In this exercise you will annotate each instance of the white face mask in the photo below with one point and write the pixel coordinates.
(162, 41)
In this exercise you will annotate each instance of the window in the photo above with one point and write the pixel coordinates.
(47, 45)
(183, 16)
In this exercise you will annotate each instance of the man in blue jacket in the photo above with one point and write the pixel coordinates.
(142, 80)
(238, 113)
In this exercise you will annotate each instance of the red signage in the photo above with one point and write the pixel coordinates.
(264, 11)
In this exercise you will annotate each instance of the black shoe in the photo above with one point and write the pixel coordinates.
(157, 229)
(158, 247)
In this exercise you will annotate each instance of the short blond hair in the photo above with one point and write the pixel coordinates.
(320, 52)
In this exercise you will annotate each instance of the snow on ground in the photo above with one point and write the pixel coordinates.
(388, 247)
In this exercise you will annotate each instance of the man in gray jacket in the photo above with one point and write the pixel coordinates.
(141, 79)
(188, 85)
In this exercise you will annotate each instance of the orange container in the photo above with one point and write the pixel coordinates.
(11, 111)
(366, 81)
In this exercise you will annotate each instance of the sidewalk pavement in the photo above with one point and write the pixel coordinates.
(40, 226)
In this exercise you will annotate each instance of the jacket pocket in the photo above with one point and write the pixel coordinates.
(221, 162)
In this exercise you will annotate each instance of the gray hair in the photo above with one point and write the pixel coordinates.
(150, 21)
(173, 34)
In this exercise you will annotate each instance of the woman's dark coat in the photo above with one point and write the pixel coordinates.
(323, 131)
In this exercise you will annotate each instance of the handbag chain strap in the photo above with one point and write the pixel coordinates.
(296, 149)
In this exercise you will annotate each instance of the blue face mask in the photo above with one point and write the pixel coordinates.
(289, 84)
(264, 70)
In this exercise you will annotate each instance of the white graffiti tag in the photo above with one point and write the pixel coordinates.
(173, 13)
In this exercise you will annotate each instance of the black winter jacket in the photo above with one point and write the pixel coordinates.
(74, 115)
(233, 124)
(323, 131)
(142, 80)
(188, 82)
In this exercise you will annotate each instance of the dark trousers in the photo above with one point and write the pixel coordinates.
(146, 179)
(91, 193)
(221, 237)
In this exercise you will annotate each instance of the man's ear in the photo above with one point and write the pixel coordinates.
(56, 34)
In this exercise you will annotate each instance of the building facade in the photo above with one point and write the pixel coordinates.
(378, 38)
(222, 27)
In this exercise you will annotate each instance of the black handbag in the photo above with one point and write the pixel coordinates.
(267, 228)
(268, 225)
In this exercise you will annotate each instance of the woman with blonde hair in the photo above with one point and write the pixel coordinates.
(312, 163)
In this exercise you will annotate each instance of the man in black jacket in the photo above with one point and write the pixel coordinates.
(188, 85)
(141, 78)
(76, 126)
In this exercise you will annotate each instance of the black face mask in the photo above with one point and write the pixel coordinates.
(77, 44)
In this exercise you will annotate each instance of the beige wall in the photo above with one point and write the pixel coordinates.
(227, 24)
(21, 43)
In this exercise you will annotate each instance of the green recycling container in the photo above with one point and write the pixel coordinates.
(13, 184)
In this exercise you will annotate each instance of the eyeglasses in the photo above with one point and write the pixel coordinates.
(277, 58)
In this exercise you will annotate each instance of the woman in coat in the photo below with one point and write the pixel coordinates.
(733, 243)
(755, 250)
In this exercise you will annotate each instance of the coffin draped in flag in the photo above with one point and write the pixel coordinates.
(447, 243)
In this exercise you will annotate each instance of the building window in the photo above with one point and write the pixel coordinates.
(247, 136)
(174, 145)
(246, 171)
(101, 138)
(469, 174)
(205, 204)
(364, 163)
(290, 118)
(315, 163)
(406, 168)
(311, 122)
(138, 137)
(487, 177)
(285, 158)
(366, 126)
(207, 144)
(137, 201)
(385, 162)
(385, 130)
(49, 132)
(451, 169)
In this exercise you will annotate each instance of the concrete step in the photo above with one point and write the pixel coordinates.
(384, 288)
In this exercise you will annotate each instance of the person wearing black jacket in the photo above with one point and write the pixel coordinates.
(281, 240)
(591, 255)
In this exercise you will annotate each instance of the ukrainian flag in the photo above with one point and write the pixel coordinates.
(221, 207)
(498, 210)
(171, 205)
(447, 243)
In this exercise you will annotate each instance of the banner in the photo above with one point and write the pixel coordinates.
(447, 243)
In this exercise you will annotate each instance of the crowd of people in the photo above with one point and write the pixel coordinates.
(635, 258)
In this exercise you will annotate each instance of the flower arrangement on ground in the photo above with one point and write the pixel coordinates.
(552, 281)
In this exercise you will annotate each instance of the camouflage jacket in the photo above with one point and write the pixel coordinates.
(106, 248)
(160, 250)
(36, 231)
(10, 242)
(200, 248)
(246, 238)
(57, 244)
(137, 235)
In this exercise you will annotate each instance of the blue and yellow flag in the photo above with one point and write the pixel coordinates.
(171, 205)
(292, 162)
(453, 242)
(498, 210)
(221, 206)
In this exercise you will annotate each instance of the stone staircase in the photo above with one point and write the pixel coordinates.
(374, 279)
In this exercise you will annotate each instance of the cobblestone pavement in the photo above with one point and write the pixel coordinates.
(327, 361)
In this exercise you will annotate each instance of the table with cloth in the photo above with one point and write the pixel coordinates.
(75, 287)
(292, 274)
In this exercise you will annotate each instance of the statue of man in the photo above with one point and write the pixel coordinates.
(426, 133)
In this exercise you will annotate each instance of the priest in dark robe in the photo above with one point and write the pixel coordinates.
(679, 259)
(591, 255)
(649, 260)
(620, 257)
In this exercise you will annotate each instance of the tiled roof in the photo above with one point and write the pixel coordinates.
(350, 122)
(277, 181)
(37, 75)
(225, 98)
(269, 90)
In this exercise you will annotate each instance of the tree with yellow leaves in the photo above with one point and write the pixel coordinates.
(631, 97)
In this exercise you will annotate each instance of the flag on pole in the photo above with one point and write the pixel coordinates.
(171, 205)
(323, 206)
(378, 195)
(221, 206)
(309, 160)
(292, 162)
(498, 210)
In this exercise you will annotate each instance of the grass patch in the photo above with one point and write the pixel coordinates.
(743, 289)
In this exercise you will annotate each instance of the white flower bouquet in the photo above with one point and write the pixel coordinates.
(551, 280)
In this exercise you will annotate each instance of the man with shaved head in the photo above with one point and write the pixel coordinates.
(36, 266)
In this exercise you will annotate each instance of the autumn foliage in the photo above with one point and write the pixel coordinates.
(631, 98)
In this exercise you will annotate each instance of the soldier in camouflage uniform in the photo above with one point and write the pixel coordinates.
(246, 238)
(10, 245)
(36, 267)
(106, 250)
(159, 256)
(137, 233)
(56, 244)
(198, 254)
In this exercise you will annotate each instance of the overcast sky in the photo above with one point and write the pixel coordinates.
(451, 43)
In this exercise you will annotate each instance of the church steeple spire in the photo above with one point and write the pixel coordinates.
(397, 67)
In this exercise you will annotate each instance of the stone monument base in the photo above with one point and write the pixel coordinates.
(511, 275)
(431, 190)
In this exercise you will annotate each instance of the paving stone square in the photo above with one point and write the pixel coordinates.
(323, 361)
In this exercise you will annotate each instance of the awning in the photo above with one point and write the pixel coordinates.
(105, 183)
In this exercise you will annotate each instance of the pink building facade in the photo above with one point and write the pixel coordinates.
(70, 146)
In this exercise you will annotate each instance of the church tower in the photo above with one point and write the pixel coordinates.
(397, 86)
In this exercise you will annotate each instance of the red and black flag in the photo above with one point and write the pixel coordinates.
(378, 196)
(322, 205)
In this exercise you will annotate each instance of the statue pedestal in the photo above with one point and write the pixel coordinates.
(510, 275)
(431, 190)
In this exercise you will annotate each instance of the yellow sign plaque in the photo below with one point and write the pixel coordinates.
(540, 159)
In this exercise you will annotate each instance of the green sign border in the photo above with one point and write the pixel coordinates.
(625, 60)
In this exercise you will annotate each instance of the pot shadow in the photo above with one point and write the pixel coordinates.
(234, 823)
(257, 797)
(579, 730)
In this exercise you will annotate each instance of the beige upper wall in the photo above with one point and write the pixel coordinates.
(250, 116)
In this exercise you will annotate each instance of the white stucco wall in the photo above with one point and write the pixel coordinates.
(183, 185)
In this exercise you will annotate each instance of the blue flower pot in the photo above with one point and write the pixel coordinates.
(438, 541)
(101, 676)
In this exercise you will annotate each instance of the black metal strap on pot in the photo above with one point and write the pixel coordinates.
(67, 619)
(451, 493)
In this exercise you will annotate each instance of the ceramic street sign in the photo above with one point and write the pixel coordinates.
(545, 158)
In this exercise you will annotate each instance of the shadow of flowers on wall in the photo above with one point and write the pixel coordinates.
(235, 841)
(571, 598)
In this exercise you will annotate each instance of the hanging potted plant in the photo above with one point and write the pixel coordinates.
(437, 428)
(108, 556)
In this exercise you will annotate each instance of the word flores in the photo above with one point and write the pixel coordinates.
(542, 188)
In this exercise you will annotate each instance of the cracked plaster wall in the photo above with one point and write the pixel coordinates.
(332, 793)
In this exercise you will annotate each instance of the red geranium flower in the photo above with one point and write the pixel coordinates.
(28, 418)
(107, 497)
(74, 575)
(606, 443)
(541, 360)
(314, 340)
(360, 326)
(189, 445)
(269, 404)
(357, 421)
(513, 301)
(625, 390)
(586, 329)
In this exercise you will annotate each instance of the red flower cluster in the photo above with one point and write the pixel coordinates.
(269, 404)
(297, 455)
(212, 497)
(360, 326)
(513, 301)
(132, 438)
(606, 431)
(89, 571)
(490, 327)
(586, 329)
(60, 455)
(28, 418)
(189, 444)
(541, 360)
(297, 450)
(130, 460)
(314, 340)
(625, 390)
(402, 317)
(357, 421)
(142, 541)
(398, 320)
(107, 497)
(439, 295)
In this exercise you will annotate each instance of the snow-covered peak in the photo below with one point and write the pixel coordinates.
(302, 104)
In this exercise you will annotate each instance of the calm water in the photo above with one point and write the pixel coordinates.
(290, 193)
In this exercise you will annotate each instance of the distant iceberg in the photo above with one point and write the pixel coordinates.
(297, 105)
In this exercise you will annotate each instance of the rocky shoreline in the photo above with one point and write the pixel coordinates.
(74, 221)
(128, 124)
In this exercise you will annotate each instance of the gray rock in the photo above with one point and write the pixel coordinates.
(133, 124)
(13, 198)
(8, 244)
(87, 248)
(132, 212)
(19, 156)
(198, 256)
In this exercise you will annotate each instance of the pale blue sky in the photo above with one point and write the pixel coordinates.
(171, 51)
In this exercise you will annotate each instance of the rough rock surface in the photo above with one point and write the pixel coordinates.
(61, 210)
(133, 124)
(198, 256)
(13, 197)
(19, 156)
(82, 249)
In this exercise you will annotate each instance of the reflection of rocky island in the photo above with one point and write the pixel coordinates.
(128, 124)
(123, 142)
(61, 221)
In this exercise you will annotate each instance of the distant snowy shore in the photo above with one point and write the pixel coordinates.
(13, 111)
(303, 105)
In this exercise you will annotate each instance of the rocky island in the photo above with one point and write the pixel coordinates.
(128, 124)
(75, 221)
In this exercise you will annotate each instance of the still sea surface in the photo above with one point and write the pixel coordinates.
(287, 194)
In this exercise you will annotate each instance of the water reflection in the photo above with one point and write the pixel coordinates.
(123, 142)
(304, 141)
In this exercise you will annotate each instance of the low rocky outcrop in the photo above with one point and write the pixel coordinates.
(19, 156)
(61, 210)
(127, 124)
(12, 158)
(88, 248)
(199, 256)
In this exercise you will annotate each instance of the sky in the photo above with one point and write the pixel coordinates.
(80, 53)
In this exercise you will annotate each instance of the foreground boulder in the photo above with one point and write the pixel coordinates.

Task instructions: Rewrite the data above as a JSON list of strings, one string per line, from the line containing "In this exercise you will annotate each instance of the rough" through the end of the data, inclusive. Leave out any blank lines.

Task response:
[
  "In this exercise you will annotate each instance of the rough rock surface in the photo above with one point and write the pixel coordinates.",
  "(61, 210)",
  "(133, 124)",
  "(198, 256)",
  "(13, 197)",
  "(19, 156)",
  "(82, 249)",
  "In this exercise you will annotate each instance of the reflection of rocky island in the photo above with one point and write the pixel coordinates.",
  "(128, 124)",
  "(123, 142)",
  "(61, 221)",
  "In this exercise you will annotate each instance of the distant snowy shore in the photo above with one point and write the pixel coordinates.",
  "(13, 111)",
  "(303, 105)",
  "In this exercise you will annotate each instance of the rocky island in the photo above with one point and write the pixel coordinates.",
  "(128, 124)",
  "(75, 221)",
  "In this exercise you will annotate each instance of the still sea surface in the photo above with one point and write the pixel coordinates.",
  "(287, 194)",
  "In this exercise you will annotate each instance of the water reflection in the photo above with one point and write the pixel coordinates.",
  "(123, 142)",
  "(304, 141)",
  "In this exercise you will annotate each instance of the low rocky outcrop in the photo above with one point and write the pixel coordinates.",
  "(19, 156)",
  "(61, 210)",
  "(127, 124)",
  "(12, 158)",
  "(88, 248)",
  "(199, 256)",
  "In this exercise you will annotate each instance of the sky in the photo above with one point and write the pixel coordinates.",
  "(80, 53)",
  "In this exercise you will annotate each instance of the foreground boulder in the photo above with one point and write the pixel coordinates."
]